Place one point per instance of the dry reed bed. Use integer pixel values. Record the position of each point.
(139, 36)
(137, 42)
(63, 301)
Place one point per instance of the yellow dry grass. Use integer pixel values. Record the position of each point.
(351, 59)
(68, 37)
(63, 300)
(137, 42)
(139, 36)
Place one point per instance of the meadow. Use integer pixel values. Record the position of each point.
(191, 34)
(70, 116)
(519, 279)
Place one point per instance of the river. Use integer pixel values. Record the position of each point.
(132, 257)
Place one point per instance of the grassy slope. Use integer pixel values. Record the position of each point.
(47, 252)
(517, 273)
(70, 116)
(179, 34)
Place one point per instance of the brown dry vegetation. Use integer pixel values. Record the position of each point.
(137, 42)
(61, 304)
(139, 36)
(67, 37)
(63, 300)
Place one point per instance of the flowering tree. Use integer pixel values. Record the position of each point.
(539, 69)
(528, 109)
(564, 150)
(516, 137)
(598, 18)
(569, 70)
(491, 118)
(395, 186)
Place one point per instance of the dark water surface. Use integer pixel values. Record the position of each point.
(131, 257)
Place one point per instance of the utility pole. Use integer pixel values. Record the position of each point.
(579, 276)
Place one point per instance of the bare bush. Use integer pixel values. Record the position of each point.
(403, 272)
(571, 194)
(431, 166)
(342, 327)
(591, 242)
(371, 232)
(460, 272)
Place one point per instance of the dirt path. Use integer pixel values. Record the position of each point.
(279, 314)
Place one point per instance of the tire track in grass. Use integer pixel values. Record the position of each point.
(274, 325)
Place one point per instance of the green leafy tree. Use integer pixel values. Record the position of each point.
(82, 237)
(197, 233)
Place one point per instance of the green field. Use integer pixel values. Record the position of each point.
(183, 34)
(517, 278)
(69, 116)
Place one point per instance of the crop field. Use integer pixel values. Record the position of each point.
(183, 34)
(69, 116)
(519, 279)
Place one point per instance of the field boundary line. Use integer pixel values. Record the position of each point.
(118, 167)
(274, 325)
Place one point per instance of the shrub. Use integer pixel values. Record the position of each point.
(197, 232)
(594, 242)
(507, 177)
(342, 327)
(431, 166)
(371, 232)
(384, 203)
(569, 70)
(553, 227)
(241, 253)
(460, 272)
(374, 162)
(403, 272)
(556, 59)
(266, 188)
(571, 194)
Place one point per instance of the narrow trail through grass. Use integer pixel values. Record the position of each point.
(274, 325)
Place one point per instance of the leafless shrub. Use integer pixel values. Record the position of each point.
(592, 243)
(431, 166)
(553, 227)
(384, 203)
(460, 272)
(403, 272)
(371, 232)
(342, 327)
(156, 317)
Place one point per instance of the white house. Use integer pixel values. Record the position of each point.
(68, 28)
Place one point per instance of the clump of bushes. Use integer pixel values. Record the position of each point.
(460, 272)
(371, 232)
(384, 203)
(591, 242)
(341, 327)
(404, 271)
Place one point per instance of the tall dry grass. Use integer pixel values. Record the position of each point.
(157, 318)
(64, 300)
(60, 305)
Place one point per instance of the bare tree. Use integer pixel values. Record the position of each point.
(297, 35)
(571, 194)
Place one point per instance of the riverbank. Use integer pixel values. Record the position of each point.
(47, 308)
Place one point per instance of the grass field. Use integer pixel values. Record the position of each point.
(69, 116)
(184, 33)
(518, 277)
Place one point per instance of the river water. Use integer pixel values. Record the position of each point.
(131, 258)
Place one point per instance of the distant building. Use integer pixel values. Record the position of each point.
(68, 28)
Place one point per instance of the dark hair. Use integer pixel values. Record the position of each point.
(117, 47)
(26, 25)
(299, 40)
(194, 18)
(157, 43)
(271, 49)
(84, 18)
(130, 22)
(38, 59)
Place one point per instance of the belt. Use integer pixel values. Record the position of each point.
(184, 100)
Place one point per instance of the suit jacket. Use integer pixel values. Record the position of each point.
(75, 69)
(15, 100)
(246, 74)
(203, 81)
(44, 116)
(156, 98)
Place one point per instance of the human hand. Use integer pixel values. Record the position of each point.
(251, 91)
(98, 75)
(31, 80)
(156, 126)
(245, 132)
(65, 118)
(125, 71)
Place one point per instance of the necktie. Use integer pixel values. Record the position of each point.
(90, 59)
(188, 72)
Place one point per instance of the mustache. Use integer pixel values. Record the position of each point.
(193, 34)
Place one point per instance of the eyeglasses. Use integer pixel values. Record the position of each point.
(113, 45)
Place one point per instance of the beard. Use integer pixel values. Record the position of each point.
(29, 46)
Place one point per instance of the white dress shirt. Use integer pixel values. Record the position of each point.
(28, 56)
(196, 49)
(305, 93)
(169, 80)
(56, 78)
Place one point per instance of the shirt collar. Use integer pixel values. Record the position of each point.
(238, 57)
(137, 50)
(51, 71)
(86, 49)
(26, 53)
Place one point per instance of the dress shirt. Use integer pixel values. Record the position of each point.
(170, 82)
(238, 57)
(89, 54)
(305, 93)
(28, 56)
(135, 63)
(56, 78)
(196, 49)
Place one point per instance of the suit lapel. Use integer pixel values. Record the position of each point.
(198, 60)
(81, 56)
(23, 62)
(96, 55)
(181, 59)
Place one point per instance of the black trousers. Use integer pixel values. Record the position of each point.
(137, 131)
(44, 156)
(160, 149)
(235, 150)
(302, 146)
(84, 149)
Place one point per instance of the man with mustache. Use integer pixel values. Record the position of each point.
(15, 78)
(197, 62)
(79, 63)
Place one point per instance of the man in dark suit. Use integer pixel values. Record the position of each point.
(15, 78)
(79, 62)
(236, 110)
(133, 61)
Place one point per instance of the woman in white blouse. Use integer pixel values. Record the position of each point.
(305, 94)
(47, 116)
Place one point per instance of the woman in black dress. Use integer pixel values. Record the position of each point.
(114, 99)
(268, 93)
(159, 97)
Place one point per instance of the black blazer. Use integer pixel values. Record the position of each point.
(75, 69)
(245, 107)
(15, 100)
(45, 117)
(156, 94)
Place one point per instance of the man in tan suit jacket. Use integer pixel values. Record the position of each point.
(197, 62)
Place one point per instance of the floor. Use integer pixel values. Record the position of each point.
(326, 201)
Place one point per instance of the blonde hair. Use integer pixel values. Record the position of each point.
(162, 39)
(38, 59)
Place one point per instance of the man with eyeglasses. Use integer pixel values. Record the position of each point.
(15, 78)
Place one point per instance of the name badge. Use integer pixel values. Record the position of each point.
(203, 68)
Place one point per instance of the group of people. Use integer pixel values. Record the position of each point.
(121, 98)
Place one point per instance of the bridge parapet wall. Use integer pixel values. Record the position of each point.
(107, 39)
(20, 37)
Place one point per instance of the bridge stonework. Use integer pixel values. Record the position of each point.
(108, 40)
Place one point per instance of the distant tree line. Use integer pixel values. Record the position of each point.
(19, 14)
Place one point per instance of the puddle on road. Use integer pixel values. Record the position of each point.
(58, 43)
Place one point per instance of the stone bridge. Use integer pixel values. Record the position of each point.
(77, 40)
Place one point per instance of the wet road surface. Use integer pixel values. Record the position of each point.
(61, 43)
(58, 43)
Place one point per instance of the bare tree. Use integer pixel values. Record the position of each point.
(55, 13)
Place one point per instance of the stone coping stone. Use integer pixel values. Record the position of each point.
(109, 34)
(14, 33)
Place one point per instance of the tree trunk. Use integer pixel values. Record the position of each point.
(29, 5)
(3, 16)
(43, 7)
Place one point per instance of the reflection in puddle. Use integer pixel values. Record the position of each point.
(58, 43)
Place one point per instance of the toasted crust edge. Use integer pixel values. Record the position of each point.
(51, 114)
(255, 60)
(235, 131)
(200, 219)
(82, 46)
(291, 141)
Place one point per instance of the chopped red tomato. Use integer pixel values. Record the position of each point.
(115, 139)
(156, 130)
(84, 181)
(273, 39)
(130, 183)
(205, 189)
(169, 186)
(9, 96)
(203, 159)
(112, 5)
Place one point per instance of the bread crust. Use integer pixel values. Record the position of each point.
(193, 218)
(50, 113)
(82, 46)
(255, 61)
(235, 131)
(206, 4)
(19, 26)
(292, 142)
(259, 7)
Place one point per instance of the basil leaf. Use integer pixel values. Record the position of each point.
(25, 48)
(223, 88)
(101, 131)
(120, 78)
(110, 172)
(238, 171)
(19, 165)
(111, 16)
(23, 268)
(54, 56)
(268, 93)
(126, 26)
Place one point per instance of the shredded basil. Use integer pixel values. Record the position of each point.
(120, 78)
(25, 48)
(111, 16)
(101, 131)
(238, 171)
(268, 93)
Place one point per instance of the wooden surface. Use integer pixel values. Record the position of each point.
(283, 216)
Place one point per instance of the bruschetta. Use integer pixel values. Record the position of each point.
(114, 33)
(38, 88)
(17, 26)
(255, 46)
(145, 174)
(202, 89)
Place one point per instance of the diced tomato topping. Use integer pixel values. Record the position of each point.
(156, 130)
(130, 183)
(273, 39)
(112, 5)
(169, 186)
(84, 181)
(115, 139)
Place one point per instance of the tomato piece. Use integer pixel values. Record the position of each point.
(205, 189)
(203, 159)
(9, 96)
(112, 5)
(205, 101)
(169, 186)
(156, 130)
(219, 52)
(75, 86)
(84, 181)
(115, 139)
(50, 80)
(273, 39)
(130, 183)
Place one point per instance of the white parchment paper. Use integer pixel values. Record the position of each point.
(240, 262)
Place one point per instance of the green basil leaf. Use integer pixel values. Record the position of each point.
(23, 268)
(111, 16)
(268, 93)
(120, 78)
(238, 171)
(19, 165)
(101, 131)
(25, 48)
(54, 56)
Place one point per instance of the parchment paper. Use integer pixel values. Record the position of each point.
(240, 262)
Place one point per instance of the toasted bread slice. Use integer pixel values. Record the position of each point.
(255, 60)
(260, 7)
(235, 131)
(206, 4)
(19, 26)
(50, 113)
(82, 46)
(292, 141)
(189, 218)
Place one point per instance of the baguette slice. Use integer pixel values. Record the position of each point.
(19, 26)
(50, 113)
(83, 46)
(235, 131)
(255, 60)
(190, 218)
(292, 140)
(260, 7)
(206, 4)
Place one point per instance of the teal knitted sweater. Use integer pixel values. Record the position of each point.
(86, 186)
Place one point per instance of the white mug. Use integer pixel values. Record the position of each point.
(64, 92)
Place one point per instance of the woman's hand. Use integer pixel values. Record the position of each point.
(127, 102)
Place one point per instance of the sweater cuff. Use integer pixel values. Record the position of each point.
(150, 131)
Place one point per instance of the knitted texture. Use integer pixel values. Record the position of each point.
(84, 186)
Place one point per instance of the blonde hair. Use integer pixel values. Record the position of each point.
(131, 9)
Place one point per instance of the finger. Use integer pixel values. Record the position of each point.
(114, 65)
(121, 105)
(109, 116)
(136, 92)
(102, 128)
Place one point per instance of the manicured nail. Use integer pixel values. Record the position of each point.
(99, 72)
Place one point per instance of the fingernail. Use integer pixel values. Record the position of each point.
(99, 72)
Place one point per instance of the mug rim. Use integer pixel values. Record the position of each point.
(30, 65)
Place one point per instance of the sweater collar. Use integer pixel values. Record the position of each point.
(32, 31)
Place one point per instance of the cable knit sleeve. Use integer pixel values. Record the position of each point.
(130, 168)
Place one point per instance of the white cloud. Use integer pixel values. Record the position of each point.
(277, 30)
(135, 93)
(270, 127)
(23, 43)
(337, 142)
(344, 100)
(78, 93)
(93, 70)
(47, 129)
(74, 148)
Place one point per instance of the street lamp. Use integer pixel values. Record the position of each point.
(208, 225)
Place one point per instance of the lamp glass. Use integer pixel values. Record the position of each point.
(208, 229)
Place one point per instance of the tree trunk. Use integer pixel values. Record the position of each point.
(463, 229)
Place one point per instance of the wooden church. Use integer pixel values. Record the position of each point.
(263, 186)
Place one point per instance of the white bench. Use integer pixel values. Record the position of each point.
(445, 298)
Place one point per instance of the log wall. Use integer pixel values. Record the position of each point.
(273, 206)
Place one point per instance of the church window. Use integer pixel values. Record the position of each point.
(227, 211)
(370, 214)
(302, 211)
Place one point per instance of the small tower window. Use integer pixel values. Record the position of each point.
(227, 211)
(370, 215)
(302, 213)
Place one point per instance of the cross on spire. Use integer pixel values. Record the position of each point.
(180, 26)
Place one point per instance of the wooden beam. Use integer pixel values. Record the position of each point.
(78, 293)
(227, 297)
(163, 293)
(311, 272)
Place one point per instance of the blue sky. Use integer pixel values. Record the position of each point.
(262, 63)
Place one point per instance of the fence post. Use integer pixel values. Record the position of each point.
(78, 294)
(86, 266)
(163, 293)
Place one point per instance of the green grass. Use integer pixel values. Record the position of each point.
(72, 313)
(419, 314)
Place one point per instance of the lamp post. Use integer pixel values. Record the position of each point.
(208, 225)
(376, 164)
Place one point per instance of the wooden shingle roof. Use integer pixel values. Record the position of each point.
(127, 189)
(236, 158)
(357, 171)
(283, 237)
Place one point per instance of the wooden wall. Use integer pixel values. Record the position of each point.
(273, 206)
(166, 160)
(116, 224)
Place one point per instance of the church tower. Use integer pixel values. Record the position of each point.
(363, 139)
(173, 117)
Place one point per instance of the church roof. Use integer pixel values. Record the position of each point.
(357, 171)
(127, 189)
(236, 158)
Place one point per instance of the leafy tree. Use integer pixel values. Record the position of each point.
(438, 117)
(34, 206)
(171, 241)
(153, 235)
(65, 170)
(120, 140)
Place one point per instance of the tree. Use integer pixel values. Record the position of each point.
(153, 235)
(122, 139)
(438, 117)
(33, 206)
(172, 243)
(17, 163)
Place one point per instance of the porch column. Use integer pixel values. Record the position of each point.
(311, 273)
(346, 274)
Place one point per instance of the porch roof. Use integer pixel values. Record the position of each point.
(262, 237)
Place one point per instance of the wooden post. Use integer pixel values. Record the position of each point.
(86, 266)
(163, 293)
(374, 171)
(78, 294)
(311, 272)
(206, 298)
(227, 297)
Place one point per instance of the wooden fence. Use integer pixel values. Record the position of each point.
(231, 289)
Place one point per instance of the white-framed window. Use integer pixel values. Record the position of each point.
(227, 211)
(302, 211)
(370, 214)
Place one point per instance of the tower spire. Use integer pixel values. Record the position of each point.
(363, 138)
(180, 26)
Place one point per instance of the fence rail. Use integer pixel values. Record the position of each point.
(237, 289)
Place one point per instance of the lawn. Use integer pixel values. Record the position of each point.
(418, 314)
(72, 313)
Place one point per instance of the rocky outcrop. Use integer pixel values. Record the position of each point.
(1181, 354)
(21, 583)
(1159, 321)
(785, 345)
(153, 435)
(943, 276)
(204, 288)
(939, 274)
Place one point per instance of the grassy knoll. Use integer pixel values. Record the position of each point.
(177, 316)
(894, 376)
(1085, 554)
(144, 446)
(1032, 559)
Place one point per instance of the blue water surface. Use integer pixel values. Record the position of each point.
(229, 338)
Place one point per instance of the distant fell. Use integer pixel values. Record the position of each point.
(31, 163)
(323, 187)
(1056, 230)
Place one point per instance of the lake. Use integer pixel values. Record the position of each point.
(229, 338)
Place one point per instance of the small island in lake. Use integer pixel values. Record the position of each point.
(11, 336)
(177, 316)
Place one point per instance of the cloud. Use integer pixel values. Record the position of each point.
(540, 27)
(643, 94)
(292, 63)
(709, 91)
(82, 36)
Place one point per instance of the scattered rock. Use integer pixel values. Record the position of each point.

--

◆ Goal
Starting at the line containing "Place one point per instance of the cloud." and ending at the last line of the listing, write those lines out again, replacing "scattered rock" with "loose stone" and changing nothing else.

◆ Finished exercise
Place one point per instance of the cloud. Use integer pixel values. Record the position of each point.
(540, 27)
(643, 94)
(292, 63)
(709, 91)
(82, 36)
Place one point per instance of the loose stone. Use integer pixel values. Record the position of each point.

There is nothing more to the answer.